ASSIGNMENT.
A complete, word-for-word restatement of the entries is needed.

TASK INPUT.
================

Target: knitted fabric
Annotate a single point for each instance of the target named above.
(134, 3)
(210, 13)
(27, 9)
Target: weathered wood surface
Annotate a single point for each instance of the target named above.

================

OUTPUT.
Target: knitted fabric
Annotate a single point for each instance of the target named above.
(134, 3)
(210, 13)
(27, 9)
Target: weathered wood surface
Annotate a single point for each instance of the target named above.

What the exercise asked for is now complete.